Exercise details - Count how many lines of the records below contain the string "sleeve", matching case exactly, and reply with only that number.

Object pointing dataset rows
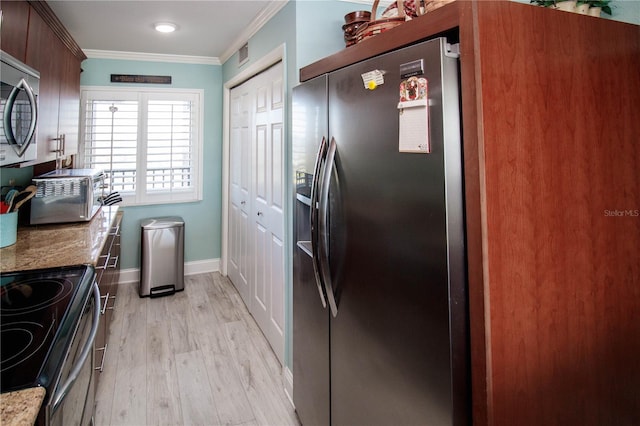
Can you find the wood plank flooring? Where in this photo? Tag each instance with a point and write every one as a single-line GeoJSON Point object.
{"type": "Point", "coordinates": [194, 358]}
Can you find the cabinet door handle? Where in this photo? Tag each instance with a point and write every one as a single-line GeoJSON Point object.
{"type": "Point", "coordinates": [106, 260]}
{"type": "Point", "coordinates": [113, 306]}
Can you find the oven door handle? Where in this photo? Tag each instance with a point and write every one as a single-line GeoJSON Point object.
{"type": "Point", "coordinates": [86, 351]}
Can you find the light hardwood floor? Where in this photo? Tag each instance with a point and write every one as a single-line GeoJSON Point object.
{"type": "Point", "coordinates": [194, 358]}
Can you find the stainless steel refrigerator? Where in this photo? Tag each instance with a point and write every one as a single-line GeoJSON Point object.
{"type": "Point", "coordinates": [380, 324]}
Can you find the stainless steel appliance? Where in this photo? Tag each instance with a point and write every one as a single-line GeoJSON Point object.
{"type": "Point", "coordinates": [379, 293]}
{"type": "Point", "coordinates": [19, 110]}
{"type": "Point", "coordinates": [67, 195]}
{"type": "Point", "coordinates": [48, 322]}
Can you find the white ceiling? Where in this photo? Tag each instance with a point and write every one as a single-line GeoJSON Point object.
{"type": "Point", "coordinates": [212, 29]}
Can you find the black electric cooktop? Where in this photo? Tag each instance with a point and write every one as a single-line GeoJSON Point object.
{"type": "Point", "coordinates": [38, 312]}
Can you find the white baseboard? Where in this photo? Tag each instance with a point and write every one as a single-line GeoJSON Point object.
{"type": "Point", "coordinates": [287, 378]}
{"type": "Point", "coordinates": [190, 268]}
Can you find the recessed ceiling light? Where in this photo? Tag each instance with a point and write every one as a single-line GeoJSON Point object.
{"type": "Point", "coordinates": [165, 27]}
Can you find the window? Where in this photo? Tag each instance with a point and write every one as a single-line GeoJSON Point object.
{"type": "Point", "coordinates": [148, 142]}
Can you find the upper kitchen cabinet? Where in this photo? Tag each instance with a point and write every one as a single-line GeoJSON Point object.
{"type": "Point", "coordinates": [48, 48]}
{"type": "Point", "coordinates": [15, 24]}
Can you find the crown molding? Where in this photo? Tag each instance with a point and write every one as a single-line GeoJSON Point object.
{"type": "Point", "coordinates": [150, 57]}
{"type": "Point", "coordinates": [48, 16]}
{"type": "Point", "coordinates": [263, 17]}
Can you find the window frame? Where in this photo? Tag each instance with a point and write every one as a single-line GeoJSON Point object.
{"type": "Point", "coordinates": [143, 95]}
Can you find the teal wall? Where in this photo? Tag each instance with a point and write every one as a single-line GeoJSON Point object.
{"type": "Point", "coordinates": [203, 218]}
{"type": "Point", "coordinates": [310, 30]}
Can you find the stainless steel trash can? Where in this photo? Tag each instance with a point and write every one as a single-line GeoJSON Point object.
{"type": "Point", "coordinates": [162, 256]}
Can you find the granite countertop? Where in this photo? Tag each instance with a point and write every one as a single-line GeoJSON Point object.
{"type": "Point", "coordinates": [48, 246]}
{"type": "Point", "coordinates": [20, 408]}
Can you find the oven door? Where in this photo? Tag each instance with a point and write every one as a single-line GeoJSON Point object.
{"type": "Point", "coordinates": [74, 399]}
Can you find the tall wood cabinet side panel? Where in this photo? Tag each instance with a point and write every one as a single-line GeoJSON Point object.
{"type": "Point", "coordinates": [15, 21]}
{"type": "Point", "coordinates": [559, 107]}
{"type": "Point", "coordinates": [69, 106]}
{"type": "Point", "coordinates": [471, 137]}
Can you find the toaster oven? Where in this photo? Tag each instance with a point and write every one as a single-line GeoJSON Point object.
{"type": "Point", "coordinates": [67, 195]}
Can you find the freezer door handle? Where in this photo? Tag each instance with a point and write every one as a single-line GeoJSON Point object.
{"type": "Point", "coordinates": [323, 226]}
{"type": "Point", "coordinates": [313, 217]}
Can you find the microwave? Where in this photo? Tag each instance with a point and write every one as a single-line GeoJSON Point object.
{"type": "Point", "coordinates": [19, 111]}
{"type": "Point", "coordinates": [67, 195]}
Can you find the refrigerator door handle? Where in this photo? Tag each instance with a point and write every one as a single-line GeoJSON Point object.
{"type": "Point", "coordinates": [323, 240]}
{"type": "Point", "coordinates": [322, 150]}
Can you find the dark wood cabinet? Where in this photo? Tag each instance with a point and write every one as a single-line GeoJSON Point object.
{"type": "Point", "coordinates": [43, 54]}
{"type": "Point", "coordinates": [15, 22]}
{"type": "Point", "coordinates": [552, 194]}
{"type": "Point", "coordinates": [35, 36]}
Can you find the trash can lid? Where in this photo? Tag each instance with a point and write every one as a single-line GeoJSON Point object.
{"type": "Point", "coordinates": [162, 222]}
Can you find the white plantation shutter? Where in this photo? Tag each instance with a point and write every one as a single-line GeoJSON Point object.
{"type": "Point", "coordinates": [111, 141]}
{"type": "Point", "coordinates": [169, 134]}
{"type": "Point", "coordinates": [149, 142]}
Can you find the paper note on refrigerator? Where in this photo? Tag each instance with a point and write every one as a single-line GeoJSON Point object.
{"type": "Point", "coordinates": [414, 126]}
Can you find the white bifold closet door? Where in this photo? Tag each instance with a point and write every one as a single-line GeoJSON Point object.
{"type": "Point", "coordinates": [257, 195]}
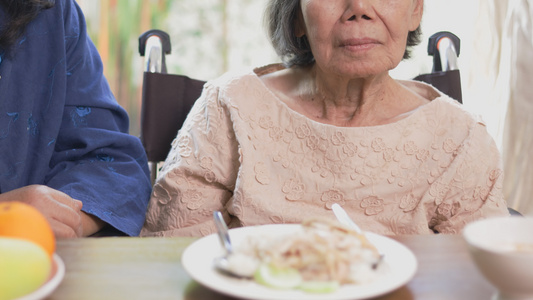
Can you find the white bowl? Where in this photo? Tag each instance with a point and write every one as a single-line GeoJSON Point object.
{"type": "Point", "coordinates": [502, 249]}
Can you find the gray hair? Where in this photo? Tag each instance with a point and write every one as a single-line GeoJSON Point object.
{"type": "Point", "coordinates": [280, 21]}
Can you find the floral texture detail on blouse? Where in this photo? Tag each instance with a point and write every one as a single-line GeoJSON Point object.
{"type": "Point", "coordinates": [245, 152]}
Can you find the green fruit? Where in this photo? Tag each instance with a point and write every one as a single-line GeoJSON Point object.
{"type": "Point", "coordinates": [24, 267]}
{"type": "Point", "coordinates": [278, 278]}
{"type": "Point", "coordinates": [319, 287]}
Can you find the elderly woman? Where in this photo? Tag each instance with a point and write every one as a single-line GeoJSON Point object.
{"type": "Point", "coordinates": [283, 143]}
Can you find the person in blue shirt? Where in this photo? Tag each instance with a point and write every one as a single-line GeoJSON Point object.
{"type": "Point", "coordinates": [64, 142]}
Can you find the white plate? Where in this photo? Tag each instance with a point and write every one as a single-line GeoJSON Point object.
{"type": "Point", "coordinates": [56, 276]}
{"type": "Point", "coordinates": [398, 267]}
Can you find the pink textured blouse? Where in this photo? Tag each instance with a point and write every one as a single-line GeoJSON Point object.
{"type": "Point", "coordinates": [246, 153]}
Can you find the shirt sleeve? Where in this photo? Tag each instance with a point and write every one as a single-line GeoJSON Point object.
{"type": "Point", "coordinates": [471, 188]}
{"type": "Point", "coordinates": [95, 159]}
{"type": "Point", "coordinates": [199, 174]}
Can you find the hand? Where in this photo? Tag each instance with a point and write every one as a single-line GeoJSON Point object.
{"type": "Point", "coordinates": [62, 212]}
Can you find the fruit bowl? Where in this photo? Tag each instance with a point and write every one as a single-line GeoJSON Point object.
{"type": "Point", "coordinates": [56, 276]}
{"type": "Point", "coordinates": [502, 249]}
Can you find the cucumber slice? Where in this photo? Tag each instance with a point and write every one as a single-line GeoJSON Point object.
{"type": "Point", "coordinates": [319, 287]}
{"type": "Point", "coordinates": [278, 278]}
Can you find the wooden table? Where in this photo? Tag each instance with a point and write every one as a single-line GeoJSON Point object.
{"type": "Point", "coordinates": [150, 268]}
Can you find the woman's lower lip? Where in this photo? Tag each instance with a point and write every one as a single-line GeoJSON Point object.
{"type": "Point", "coordinates": [359, 47]}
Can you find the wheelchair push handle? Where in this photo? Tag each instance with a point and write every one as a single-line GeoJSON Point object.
{"type": "Point", "coordinates": [154, 45]}
{"type": "Point", "coordinates": [445, 47]}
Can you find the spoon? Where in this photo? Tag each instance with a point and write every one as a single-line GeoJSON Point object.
{"type": "Point", "coordinates": [343, 218]}
{"type": "Point", "coordinates": [224, 263]}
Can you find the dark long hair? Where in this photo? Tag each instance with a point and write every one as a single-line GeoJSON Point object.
{"type": "Point", "coordinates": [18, 14]}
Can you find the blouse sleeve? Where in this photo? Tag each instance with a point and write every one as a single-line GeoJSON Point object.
{"type": "Point", "coordinates": [199, 174]}
{"type": "Point", "coordinates": [471, 188]}
{"type": "Point", "coordinates": [95, 160]}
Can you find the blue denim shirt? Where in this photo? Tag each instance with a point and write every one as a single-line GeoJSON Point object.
{"type": "Point", "coordinates": [61, 126]}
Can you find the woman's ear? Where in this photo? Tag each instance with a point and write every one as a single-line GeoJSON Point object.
{"type": "Point", "coordinates": [299, 24]}
{"type": "Point", "coordinates": [416, 15]}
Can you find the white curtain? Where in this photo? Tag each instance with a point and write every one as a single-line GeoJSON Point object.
{"type": "Point", "coordinates": [517, 58]}
{"type": "Point", "coordinates": [496, 64]}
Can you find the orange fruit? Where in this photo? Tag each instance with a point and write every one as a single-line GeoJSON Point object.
{"type": "Point", "coordinates": [23, 221]}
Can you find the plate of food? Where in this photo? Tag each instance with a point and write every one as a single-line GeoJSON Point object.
{"type": "Point", "coordinates": [317, 259]}
{"type": "Point", "coordinates": [56, 276]}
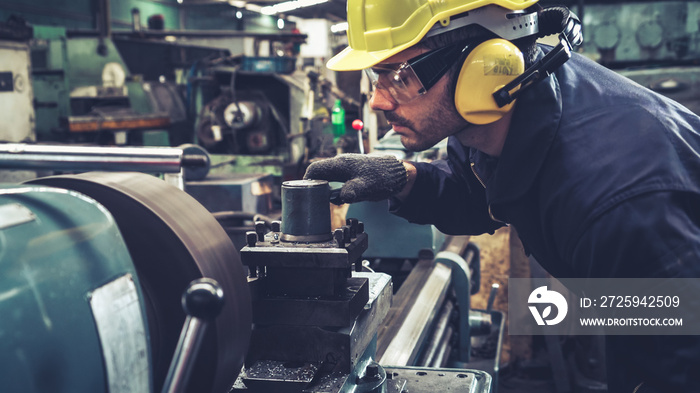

Answer to the task - 2